→ **Assignment A**
According to the publications page, by about how much does a firm's likelihood of posting a cybersecurity job rise after a data breach?
→ **Assignment B**
Please condense the abstract on the publications page that begins "Higher education plays a critical role" into a short bulleted list that keeps its main facts.

[Opening Page excerpt section]

Research
Publications
Human Capital Acquisition in Response to Data Breaches
MIS Quarterly, 2025
Abstract
Given the rise in the frequency and cost of data security threats, it is critical to understand whether and how companies strategically adapt their operational workforce in response to data breaches. We study hiring in the aftermath of data breaches by combining information on data breach events with detailed firm-level job posting data. Using a staggered difference-in-differences approach, we show that breached firms significantly increase their demand for cybersecurity workers. Furthermore, firms' responses to data breaches extend to promptly recruiting public relations personnel -- an act aimed at managing trust and alleviating negative publicity -- often ahead of cybersecurity hires. Following a breach, the likelihood of firms posting a cybersecurity job rises by approximately two percentage points, which translates to an average willingness to spend an additional $61,961 in annual wages on cybersecurity, public relations, and legal workers. While these hiring adjustments are small for affected firms, they represent a large potential impact of over $300 million on the overall economy. Our findings underscore the vital role of human capital investments in shaping firms' cyber defenses and provide a valuable roadmap for managers and firms navigating cyberthreats in an increasingly digital age.
Course-Skill Atlas: A National Longitudinal Dataset of Skills Taught in U.S. Higher Education Curricula
Scientific Data, 2024
Abstract
Higher education plays a critical role in driving an innovative economy by equipping students with knowledge and skills demanded by the workforce. While researchers and practitioners have developed data systems to track detailed occupational skills, such as those established by the U.S. Department of Labor (DOL), much less effort has been made to document which of these skills are being developed in higher education at a similar granularity. Here, we fill this gap by presenting Course-Skill Atlas -- a longitudinal dataset of skills inferred from over three million course syllabi taught at nearly three thousand U.S. higher education institutions. To construct Course-Skill Atlas, we apply natural language processing to quantify the alignment between course syllabi and detailed workplace activities (DWAs) used by the DOL to describe occupations. We then aggregate these alignment scores to create skill profiles for institutions and academic majors. Our dataset offers a large-scale representation of college education's role in preparing students for the labor market.

[Closing Page excerpt section]
[Opening Data to examine section]

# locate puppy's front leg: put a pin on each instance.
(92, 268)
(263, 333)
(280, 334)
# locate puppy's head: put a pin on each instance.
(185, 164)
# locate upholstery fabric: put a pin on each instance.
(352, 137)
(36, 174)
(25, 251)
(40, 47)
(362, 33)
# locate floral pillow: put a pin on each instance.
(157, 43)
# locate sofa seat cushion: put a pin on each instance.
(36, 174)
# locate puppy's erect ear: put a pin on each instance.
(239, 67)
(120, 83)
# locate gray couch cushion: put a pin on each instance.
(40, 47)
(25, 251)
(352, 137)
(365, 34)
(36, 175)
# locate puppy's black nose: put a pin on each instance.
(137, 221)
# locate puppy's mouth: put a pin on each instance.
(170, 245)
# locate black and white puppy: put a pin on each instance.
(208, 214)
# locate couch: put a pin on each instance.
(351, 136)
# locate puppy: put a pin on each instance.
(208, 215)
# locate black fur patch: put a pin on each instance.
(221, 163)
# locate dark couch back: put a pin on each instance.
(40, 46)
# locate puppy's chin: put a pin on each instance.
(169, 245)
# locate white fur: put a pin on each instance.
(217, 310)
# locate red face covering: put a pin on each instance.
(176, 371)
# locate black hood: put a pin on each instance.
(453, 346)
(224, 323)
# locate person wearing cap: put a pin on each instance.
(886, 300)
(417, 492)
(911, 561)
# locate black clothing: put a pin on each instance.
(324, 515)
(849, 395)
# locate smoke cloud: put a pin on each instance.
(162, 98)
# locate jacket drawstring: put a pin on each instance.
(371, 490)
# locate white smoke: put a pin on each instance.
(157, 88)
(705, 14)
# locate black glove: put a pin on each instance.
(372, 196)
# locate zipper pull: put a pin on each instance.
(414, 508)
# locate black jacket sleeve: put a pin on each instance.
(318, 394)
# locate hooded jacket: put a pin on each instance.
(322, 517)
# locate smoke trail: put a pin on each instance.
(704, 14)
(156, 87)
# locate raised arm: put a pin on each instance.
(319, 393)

[Closing Data to examine section]

→ **Exercise result A**
By approximately two percentage points.

→ **Exercise result B**
- Higher education drives an innovative economy by giving students the knowledge and skills the workforce demands.
- Detailed occupational skills are tracked by data systems such as those of the U.S. Department of Labor (DOL), but far less effort has gone into documenting which of these skills higher education develops at a similar granularity.
- Course-Skill Atlas fills this gap. It is a longitudinal dataset of skills inferred from over three million course syllabi at nearly three thousand U.S. higher education institutions.
- Natural language processing measures how well syllabi align with the DOL's detailed workplace activities (DWAs).
- The alignment scores are aggregated into skill profiles for institutions and academic majors.
- The dataset gives a large-scale picture of college education's role in preparing students for the labor market.